• **GIVEN TASK 1**
List every username that appears in a post header in the bike-size thread.

• **SOURCE**
-*-

# What size Bike for 5' 8'', 17'' or 19''



## rstampfl (May 28, 2009)

I am just wondering, what size bike is good for me. I'm 5' 8''. I ordered a 17'' but now I think it might be too small. I didn't get to check it out in person, I ordered it online.


----------



## emtnate (Feb 9, 2008)

Depends on the bike and personal preference. I'm about 5'10" and ride a 17" rockhopper with a 100mm stem. I like a smaller feeling bike on the trails.


----------



## s0ckeyeus (Jun 20, 2008)

19" would probably be too big...of course you won't know until you try it.


----------



## axolotl (Apr 24, 2008)

Bigger is more stable, smaller is easier to flick. Ride what feels better to you. I would say your choices are small or medium. Is the 19" a large? I'm 5'8" and ride a small right now. 17" is probably fine


----------



## cr45h (Jan 13, 2007)

17" will be fine. i'm the same height and sometimes want a smaller frame. i ride a 17" the 19" would feel huge to me.


----------



## fourtyfell (Sep 29, 2008)

defintely a 17. im around same height as you and 19 would just be too big. good luck


----------



## Dragos (Apr 13, 2009)

-*-

Recorded data
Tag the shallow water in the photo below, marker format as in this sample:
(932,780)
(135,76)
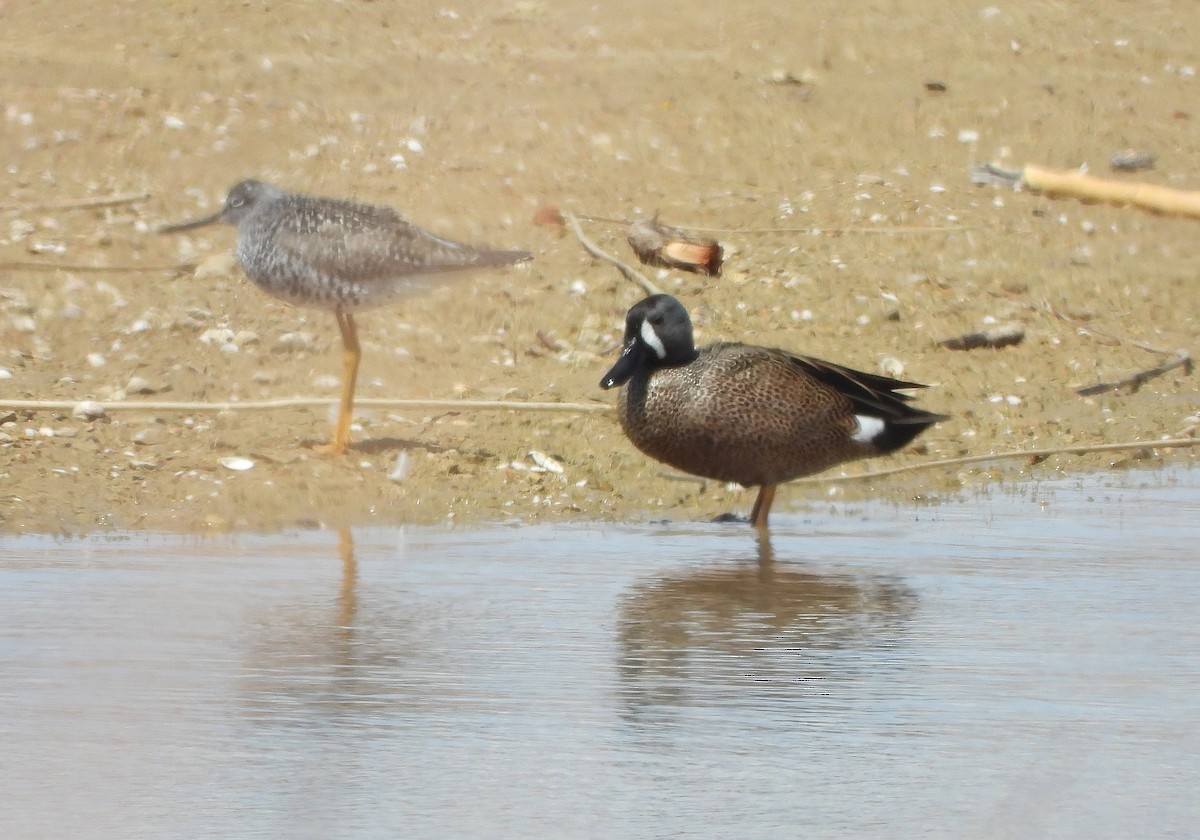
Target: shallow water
(1023,664)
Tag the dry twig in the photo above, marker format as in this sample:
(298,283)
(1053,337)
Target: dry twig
(81,203)
(1074,184)
(595,251)
(19,265)
(1030,454)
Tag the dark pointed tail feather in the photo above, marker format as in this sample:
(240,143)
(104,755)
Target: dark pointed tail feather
(900,430)
(504,257)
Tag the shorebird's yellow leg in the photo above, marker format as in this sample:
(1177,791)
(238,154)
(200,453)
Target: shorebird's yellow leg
(351,355)
(762,507)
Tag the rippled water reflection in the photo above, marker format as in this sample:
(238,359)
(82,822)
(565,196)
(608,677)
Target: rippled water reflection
(1024,664)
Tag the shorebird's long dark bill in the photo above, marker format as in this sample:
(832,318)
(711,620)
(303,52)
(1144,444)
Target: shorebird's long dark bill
(196,223)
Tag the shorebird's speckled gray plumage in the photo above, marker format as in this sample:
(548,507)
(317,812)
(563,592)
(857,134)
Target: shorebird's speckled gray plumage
(340,256)
(749,414)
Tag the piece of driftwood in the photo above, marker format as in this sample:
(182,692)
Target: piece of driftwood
(1135,381)
(627,270)
(997,336)
(1089,189)
(657,244)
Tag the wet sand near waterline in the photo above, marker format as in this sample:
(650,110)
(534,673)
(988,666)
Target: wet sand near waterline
(467,120)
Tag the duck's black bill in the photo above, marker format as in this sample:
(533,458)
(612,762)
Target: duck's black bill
(187,226)
(630,360)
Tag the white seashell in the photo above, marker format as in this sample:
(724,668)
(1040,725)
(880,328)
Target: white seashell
(546,462)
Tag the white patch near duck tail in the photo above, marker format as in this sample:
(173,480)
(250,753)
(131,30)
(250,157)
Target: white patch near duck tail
(868,429)
(652,339)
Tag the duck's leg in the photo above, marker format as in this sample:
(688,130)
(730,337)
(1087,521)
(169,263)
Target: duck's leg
(762,507)
(351,355)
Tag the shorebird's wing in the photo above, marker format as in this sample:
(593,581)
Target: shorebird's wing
(365,244)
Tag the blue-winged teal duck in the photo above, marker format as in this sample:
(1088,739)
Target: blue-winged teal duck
(340,256)
(749,414)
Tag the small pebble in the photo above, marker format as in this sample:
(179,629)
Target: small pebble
(237,463)
(402,468)
(217,336)
(292,342)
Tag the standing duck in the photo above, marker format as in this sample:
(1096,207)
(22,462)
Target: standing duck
(755,415)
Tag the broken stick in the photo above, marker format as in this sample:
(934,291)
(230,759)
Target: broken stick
(1074,184)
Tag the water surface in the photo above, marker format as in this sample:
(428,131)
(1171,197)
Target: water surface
(1021,664)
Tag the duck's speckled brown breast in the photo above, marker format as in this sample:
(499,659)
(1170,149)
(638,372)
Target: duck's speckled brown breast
(739,413)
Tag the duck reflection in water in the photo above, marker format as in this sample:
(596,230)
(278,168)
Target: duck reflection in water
(754,629)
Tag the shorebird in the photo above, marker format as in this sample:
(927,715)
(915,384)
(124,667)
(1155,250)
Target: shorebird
(340,256)
(755,415)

-*-

• **GIVEN TASK 2**
Please repeat the rows word for word, starting with the line that contains "Tag the duck's speckled" and going on through the last line of the rows.

• **CORRECT OUTPUT 1**
rstampfl
emtnate
s0ckeyeus
axolotl
cr45h
fourtyfell
Dragos

• **CORRECT OUTPUT 2**
Tag the duck's speckled brown breast in the photo above, marker format as in this sample:
(499,659)
(1170,149)
(638,372)
Target: duck's speckled brown breast
(739,413)
Tag the duck reflection in water in the photo above, marker format as in this sample:
(596,230)
(278,168)
Target: duck reflection in water
(754,629)
Tag the shorebird in the photo above, marker format as in this sample:
(927,715)
(915,384)
(124,667)
(1155,250)
Target: shorebird
(340,256)
(755,415)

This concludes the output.